Selection:
= = = =

Tuesday, October 11, 2005

No Life Jackets Needed

Change was definitely on the horizon when the disciples saw Jesus walking toward them on the water early that morning. So many people use the passage in Matthew 14 to talk about a lack of faith on Peter's part. I want to explore instead, what it means for us as leaders, by breaking down a few of the elements found in the reading from verses 22-32.

First, Jesus spends time away by himself. When change is going to occur we need to spend a great deal of time in prayer. Change is very difficult to lead. People push back. Sometimes people even say and do things that really hurt. It is amazing what happens when change hits someone who is not ready for it. It can be like a tiger backed into a corner. The person who is a leader in the church can all of a sudden display the kind of character that is more like someone far from God instead of someone who is a follower of Jesus. Therefore, when we are preparing for any change we must ground it in prayer.

Second, Jesus comes to the disciples at 4:00 in the morning. Change never comes when we are totally ready. God moves when he is ready, not when we are ready. How often do we want to push off change because we aren't prepared? I will procrastinate by saying that I need to do some reading on the subject before I make my decision. When God is ready to move in our lives and in the life of our church we must be ready no matter when it is that he comes to us.

Third, Jesus tells them to take courage. In other words, Jesus knows that the change that he brings will not be easy. The things he is going to ask of these men is not going to be ordinary, it is going to be extraordinary. What happens next? Peter gets to walk on water - that's never happened before or since. The work that Jesus calls us to as leaders is not one of ease, but of joining him where he is at work in our community. In most cases, it going to be where we least expect it. That will challenge us and change us to rely on Jesus. Just as Peter had to reach out his hand to Jesus so that he could rescue him, we will have to do the same as we get in over our head and try to do things ourselves.

Fourth, Peter begins to sink in the water because he took his eyes off of Jesus. Everyone points this out. Everyone says this is where Peter failed. This is where I think we fail too. The change is upon us as leaders. We step out in faith to be a part of what God is doing, but then we begin to realize that there are a lot of things that need to be done. We realize that the effort and the energy necessary to make the change work is extraordinary. We start looking at the waves crashing against us. Satan whispers to us, "you can't do it." We start believing it. We get stressed out because we see all the reasons we shouldn't be going through this change. We hear from those around us, who have been in the church a long time, and we listen more to them than the voice of Jesus upon our lives. All of this culminates in our sinking. We take our eyes off of the master and we go under.

Fifth, the good news is that Jesus is there and his hand is always extended. He is ready to rescue us from ourselves. He is ready to right the ship, calm the storm, and give us everything we need to persevere. Jesus wants us to succeed in the work that he has called us to be about as leaders. I think he is ready to lighten the load if necessary, but I believe that this lessens what it is that God is seeking to do through us. If everything is smooth and easy and we succeed, then we can take the credit. But if we can stand firm in the midst of the storm, then we can only point to God as the one who made us successful.

= = = =

Provided material:
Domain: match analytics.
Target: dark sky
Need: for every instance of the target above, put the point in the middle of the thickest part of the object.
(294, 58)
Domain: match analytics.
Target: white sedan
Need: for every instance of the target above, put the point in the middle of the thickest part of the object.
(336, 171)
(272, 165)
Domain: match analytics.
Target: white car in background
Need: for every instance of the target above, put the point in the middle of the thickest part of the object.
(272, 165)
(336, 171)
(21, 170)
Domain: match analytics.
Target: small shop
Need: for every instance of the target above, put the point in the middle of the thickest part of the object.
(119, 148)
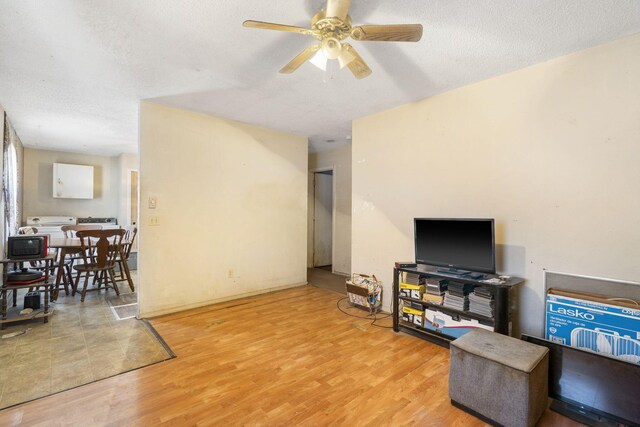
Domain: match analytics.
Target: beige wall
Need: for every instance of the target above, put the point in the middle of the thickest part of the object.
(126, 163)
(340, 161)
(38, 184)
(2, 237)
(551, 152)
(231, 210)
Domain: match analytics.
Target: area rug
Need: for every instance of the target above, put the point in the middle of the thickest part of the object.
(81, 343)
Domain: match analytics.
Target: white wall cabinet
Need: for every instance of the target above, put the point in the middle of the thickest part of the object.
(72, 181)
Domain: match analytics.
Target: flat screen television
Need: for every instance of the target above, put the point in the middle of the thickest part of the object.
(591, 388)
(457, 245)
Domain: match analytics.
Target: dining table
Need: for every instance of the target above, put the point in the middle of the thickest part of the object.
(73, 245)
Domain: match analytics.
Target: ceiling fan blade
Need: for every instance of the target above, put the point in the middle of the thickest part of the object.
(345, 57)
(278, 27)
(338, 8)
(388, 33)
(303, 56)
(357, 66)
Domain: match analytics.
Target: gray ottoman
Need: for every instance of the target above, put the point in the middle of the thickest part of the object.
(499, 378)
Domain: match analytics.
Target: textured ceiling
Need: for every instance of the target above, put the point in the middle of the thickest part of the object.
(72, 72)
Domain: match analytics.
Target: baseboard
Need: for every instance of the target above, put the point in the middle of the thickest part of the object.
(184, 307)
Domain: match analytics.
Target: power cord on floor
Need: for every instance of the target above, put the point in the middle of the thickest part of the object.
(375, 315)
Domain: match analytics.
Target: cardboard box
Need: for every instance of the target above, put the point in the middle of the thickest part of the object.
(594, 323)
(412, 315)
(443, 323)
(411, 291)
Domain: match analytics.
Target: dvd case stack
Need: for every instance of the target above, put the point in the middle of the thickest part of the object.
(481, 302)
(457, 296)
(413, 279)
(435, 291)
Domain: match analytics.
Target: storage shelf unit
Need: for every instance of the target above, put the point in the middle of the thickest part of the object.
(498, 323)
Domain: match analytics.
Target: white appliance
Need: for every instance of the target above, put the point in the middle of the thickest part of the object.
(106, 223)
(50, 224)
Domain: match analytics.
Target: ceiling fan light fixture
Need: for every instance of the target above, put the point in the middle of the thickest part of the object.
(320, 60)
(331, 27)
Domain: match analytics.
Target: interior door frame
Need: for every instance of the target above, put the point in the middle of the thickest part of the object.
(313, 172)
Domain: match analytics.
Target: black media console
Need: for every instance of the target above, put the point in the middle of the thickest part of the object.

= = = =

Given problem: Copy the post on leading through change word for word, starting with "Tuesday, October 11, 2005" and going on through "from verses 22-32.". The lines above play no part here.

The completed task:
Tuesday, October 11, 2005

No Life Jackets Needed

Change was definitely on the horizon when the disciples saw Jesus walking toward them on the water early that morning. So many people use the passage in Matthew 14 to talk about a lack of faith on Peter's part. I want to explore instead, what it means for us as leaders, by breaking down a few of the elements found in the reading from verses 22-32.